▸ Consignes
1 > Recopiez mot pour mot, dans le texte sur la pandémie de coronavirus, le passage qui s'ouvre sur les mots contenant « American way of » et se clôt sur « des fragilités insoupçonnées. ».
2 > Reprenez le texte sur la pandémie de coronavirus et le modèle américain à l'endroit où il s'arrête, puis poursuivez-en la rédaction.

American way of death
Qui trempe sa plume à l’encre de l’instant prend le risque que le temps qui court le démente. Au moment où j’écris ces lignes, tout a été dit sur la pandémie du coronavirus.
Et pourtant, nos sociétés semblent toujours aussi dépourvues, tétanisées par une crise gigogne dont les différentes dimensions s’entrelacent sans fin.
Rappel des faits : un virus d’origine zoonotique - dont la mutation le rendant transmissible à l’Homme pourrait être liée aux élevages industriels - a déclenché une pandémie planétaire, laquelle a dans un premier temps fini par mettre les économies à l’arrêt et les démocraties à l’épreuve. La première vague fut d’une violence inouïe et révéla des fragilités insoupçonnées.
Prenons le cas des États-Unis d’Amérique. Hollywood, en régnant sur le soft power planétaire, nous enjoignait de considérer les USA comme la plus forte des nations, le point de référence culturel économique et politique des sociétés prétendument « modernes » et « performantes ». Qui contestait cette vision était taxé d’anti-américanisme. Désormais la fable de la supériorité du modèle américain s’achève. Le Coronavirus raconte autre chose. Il dit la vérité d’un colosse aux pieds d’argile, incapable de protéger les siens. Il dit, les injustices sociales héritées d’une longue histoire de racisme et de ségrégations.
Il dit la faiblesse d’un système de santé basé sur une logique individualiste.
Il dit aussi l’incrédulité d’une foule qui ne croit plus en rien d’autres que dans ses propres angoisses gavée aux infox, au point que toute mesure de distanciation sociale lui apparait une concession au système.

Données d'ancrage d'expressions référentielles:
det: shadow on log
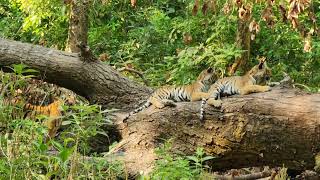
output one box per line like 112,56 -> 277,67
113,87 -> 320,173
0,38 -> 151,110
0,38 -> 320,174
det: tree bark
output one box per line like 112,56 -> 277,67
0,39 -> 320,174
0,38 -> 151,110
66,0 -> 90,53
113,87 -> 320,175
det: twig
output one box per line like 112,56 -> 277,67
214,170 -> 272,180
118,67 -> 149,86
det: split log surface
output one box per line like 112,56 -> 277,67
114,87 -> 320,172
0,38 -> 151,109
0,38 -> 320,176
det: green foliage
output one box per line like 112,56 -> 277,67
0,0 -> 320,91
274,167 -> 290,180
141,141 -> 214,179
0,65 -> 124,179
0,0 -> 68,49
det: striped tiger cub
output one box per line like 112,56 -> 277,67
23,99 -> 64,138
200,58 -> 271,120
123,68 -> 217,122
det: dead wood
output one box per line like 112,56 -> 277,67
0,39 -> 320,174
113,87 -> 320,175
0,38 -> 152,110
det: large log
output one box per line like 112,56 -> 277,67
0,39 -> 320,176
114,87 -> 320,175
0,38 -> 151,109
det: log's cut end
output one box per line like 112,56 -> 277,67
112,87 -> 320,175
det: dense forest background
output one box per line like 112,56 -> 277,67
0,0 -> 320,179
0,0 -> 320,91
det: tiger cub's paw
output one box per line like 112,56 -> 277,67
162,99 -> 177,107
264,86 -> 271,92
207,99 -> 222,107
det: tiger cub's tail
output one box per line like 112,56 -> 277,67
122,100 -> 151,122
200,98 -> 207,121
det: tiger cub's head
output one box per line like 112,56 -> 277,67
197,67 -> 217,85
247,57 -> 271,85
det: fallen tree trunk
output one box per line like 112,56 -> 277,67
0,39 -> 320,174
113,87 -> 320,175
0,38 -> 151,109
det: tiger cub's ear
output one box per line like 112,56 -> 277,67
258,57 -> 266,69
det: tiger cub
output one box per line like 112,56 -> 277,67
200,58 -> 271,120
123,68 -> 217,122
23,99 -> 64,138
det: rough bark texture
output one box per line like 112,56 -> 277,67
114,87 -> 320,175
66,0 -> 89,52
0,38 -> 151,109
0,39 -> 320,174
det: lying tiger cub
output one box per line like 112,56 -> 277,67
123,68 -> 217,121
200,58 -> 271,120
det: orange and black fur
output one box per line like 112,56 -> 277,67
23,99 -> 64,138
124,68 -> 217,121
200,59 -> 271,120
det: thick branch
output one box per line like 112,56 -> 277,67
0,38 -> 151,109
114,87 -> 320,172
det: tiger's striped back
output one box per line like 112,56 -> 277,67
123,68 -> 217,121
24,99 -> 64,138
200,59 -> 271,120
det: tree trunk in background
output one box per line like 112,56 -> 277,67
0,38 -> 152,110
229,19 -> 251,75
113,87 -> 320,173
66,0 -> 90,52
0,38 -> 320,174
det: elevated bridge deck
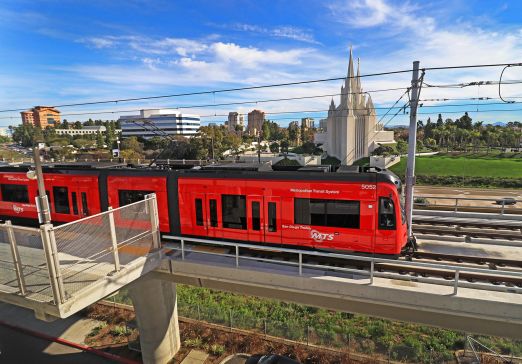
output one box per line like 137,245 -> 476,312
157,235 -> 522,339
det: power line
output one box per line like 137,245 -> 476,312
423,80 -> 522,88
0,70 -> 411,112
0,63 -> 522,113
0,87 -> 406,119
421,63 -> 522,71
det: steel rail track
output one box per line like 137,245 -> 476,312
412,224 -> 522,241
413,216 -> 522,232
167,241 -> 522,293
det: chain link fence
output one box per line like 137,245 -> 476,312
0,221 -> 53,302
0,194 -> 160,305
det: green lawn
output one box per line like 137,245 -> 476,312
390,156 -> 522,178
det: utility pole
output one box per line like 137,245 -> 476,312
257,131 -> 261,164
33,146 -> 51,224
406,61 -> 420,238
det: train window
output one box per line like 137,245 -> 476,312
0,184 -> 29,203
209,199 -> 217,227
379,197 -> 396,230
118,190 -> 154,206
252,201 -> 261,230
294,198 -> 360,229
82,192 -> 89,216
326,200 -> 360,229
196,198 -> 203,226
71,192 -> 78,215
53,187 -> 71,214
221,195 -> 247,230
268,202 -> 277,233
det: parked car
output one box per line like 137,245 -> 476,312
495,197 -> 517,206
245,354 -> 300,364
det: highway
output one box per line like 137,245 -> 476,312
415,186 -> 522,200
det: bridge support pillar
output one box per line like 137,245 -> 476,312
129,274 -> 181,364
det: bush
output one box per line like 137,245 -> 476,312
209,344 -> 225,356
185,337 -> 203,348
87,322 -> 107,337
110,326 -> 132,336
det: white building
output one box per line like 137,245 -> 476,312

▸ Réponses attendues
1 >
American way of death
Qui trempe sa plume à l’encre de l’instant prend le risque que le temps qui court le démente. Au moment où j’écris ces lignes, tout a été dit sur la pandémie du coronavirus.
Et pourtant, nos sociétés semblent toujours aussi dépourvues, tétanisées par une crise gigogne dont les différentes dimensions s’entrelacent sans fin.
Rappel des faits : un virus d’origine zoonotique - dont la mutation le rendant transmissible à l’Homme pourrait être liée aux élevages industriels - a déclenché une pandémie planétaire, laquelle a dans un premier temps fini par mettre les économies à l’arrêt et les démocraties à l’épreuve. La première vague fut d’une violence inouïe et révéla des fragilités insoupçonnées.

2 >
Le Coronavirus est le témoin et le révélateur du fait que les États-Unis sont en voie d’effondrement. Les experts en géopolitique me démentiront et multiplieront les arguments sur la puissance maintenue de l’oncle Sam. Ils n’auront pas tort. Mais je gage cependant que cette puissance est une puissance morte, à la manière de ces étoiles dont la lumière nous parvient encore longtemps après qu’elles aient cessé d’émettre.
La prise du capitole par les soutiens de Donald Trump produit une image aussi importante que la chute du mur de Berlin : au-delà du spectaculaire, elle narre un monde vacillant.
La promesse de la première campagne de Donald Trump, « Make America Great Again » apparaissait pour des millions d’électrices et d’électeurs comme une garantie de lutte contre le déclin collectif et le déclassement individuel. Elle flattait à dessein le fantasme nostalgique d’un passé glorieux, dopé à la promesse folle d’une société de consommation sans limites.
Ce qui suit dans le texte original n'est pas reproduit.